THE PROBLEM -
Rewrite all of the material below with every "segment" changed to "outline" and nothing else altered, leaving out the pictures.

THE RECORDS -

----

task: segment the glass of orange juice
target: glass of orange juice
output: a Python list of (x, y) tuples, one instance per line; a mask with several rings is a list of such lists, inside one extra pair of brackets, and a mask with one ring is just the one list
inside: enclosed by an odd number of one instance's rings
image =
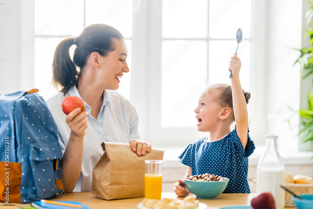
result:
[(145, 174), (145, 197), (150, 199), (161, 199), (162, 190), (162, 170), (163, 161), (146, 160)]

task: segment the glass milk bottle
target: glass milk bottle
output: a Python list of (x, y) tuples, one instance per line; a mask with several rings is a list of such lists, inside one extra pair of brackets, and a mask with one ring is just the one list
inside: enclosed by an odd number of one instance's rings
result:
[(285, 182), (285, 165), (276, 146), (277, 136), (265, 136), (265, 150), (258, 164), (256, 192), (269, 192), (275, 199), (276, 208), (285, 207), (285, 191), (280, 187)]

----

WRITTEN RESPONSE -
task: outline the glass of orange juice
target: glass of orange juice
output: a Python list of (x, y) tuples, one instance per line; a mask with several rings is a list of such lists, inside one extra pair of brackets, and a mask with one ring is just the one list
inside: enclosed by an odd number of one instance's rings
image =
result:
[(145, 174), (145, 197), (150, 199), (161, 199), (162, 190), (162, 170), (163, 161), (146, 160)]

task: outline the glass milk bottle
target: glass milk bottle
output: a Python list of (x, y) tuples, one instance per line; a mask with several rings is a list of such lists, inside one extra pair of brackets, and a mask with one ring is just the one list
inside: enclosed by an odd number of one instance's rings
result:
[(285, 182), (285, 165), (276, 146), (277, 136), (265, 136), (265, 150), (258, 164), (256, 192), (269, 192), (275, 199), (276, 208), (285, 207), (285, 191), (280, 187)]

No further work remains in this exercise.